** Metin **
▽

21
Eylül 2015 tarihinde bir blogda, ismini haklı olarak vermek
istemeyen bir kadın tarafından “Söylemesem
Olmazdı…”
başlıklı bir beyan yayınlandı. Kadının bu beyanı, o dönemde
(tam olarak Nisan 2014) henüz AKE'nin üyelerinden olan bir erkek
tarafından kendisine uygulanan şiddet ve bu şiddetin ardından,
bazı AKE katılımcısı erkeklerin bu konu karşısında gösterdiği
tutum üzerine.
Bu
beyan karşısında öncelikle, konu AKE gündemine ilk geldiği
andan (Haziran 2014) itibaren nasıl tutum aldığımız ya da
alamadığımızın bilgisini ve bu zamana kadar neden yazılı bir
açıklama yapmadığımız yönünde bize yöneltilen sorulara bir
cevap sunmak istiyoruz. Ancak belirtmek gerekiyor ki bu metnin amacı
bu olay ile ilgili tumumuzu aklamak değil, AKE’nin iradesinin
kilitlenmesi sonucu ortaya çıkan sonuçların, sürecin ilerleme
biçimi ile nasıl iç içe olduğunu anlatmaktır.
Burada
bizler derken kastedilen, ne tüm AKE katılımcıları, ne de
kadının beyanında işaret edilen tüm kişilerdir. Bu metni kaleme
alanlar arasında, kadının beyanında bahsettiği, kendisine şiddet
uygulayan kişi mevcut değildir. Bu kişinin dışındaki diğer
kişiler, yani kadına şiddet uygulandığını bildikleri halde,
şiddet uygulayan kişiyle dayanıştığı söylenen iki kişi ve
süreci iki ay boyunca bir noktaya vardırmak üzere çabalayan ama
kendileri de erkek dayanışması yapmak ve konuyu örtbas etmek ile
itham edilen diğer dört kişinin, yani toplam altı kişinin ortak
iradesiyle kaleme alınmıştır.
Yanlış
anlaşılma olmaması açısından şunu belirginleştirmek gerek:
Bizler, şiddetin faili olarak işaret edilen kişiden kendimizi
ayırıyoruz, çünkü bir buçuk yıllık süreç boyunca hep bu
altı kişi olarak konuyla ilgilendiğimiz için şu anda da birlikte
bir açıklama yapıyoruz. Şiddetin faili olarak beyan edilen kişi
ile yolumuz, onun da kabulü üzerine daha o zaman ayrılmıştı ve
zannedildiği üzere kollanmak yerine, eleştiri sürecine maruz
bırakılmıştı. AKE’nin bu kişi ile ilgili kamusal bir eleştiri
sürecine girmemiş olması da sürecin ilerleme biçiminin grup
içerisinde yarattığı kilitlenmenin bir sonucudur. Bu kişi,
kendisi bir açıklama ya da bir savunma yapmak ister mi istemez mi
burasını bilemiyoruz.

△

** Yazılı Talep 1 **
Aşağıdaki ifadelerin AKE açıklamasıyla uyuşup uyuşmadığını evet ya da hayır diyerek belirtin ve her birinde belirleyici sözleri metinden aynen aktarın: (a) Açıklamayı yazanlar arasında şiddet uyguladığı söylenen kişi de bulunmaktadır. (b) Açıklama toplam altı kişinin ortak iradesiyle yazılmıştır. (c) Kadının beyanı Nisan 2014'te bir blogda yayınlanmıştır.
** Yazılı Talep 2 **
AKE açıklamasını kaldığı yerden sürdürün.
Verilerin AKE açıklamasıyla hiçbir ilgisi yoktur.

** Toplanan Veriler **

▽

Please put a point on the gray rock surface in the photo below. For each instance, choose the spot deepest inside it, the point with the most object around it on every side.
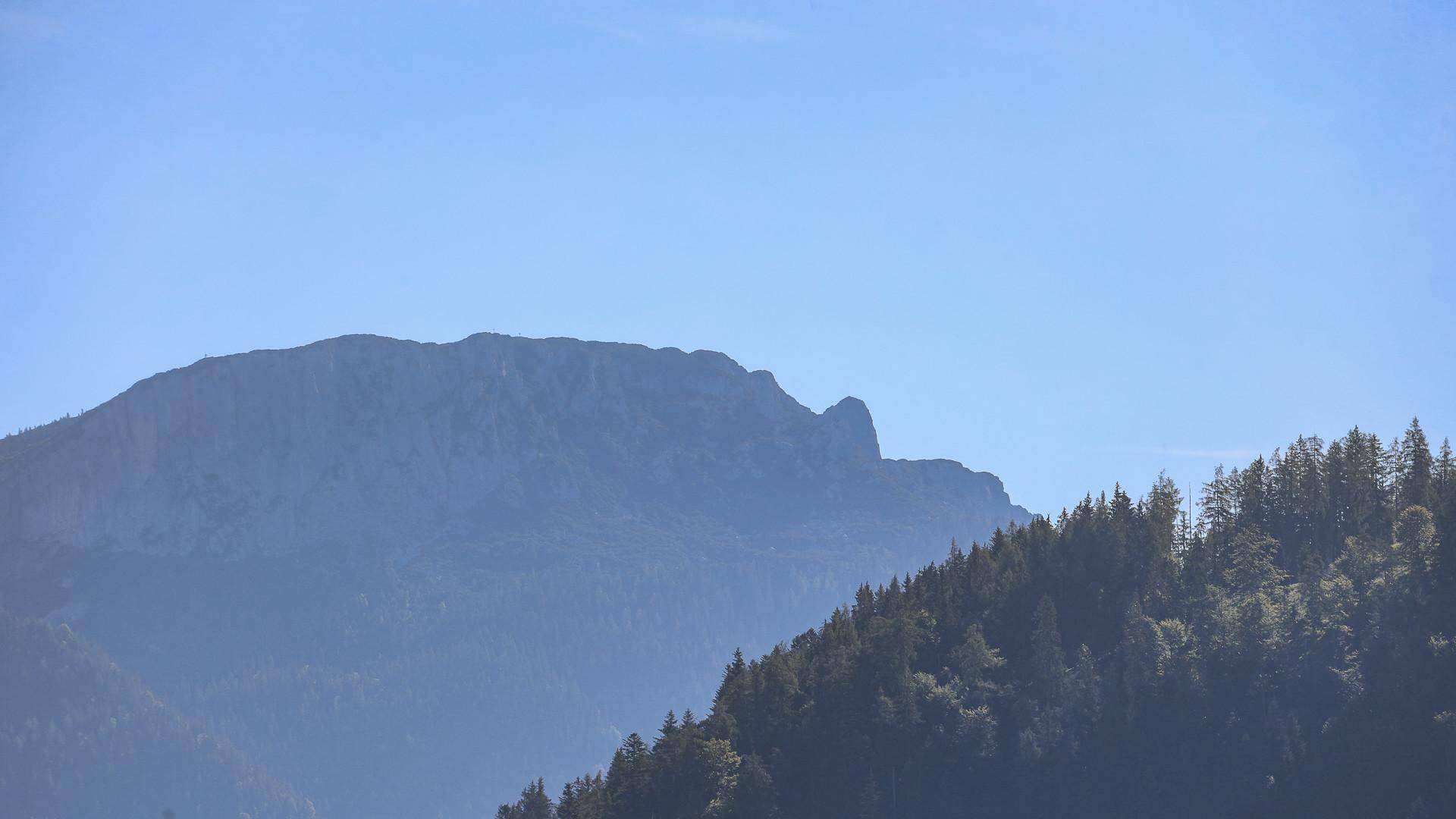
(366, 442)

△

** Cevap 1 **
(a) Hayır: "Bu metni kaleme alanlar arasında, kadının beyanında bahsettiği, kendisine şiddet uygulayan kişi mevcut değildir."
(b) Evet: "toplam altı kişinin ortak iradesiyle kaleme alınmıştır."
(c) Hayır: "21 Eylül 2015 tarihinde bir blogda"

** Cevap 2 **
Parçası
olduğumuz grup, 2014 başlarından itibaren düzenli toplantı
yapmakta giderek zorlanmaya başlamıştı ve mail listesi dışında
aktif bir oluşum fiiliyatta pek kalmamıştı. Düzensiz zamanlarda
bir türlü gerçekleşmeyen bir iki toplanma çağrısı dışında
hepimiz farklı farklı ilgi alanlarına yönelmiştik ve grup
dağılma eğilimdeydi. Bu dönemde, olayın bir email ile AKE
katılımcısı birisi tarafından mail grubuna aktarılmasıyla
başlayan tartışmalar yaklaşık iki ay sürdü. Biri geniş
katılımlı olmak üzere 2, ve diğerleri de bu konuyla ilgili
oluşturulan, suçlananların haricindeki kişilerden oluşan 4
kişilik bir komisyon tarafından olmak üzere 7-8 toplantı yaptık.
Bütün bu toplantılardan sonra kadına mail yoluyla ulaşabildik ve
yaşadığı olayı kendisi nasıl gördüğünü ancak o zaman
aktardı. O maillerde, yaşadığı olayı şiddet olarak gördüğü,
ancak bizden bir talebi olmadığı bilgisini edindik.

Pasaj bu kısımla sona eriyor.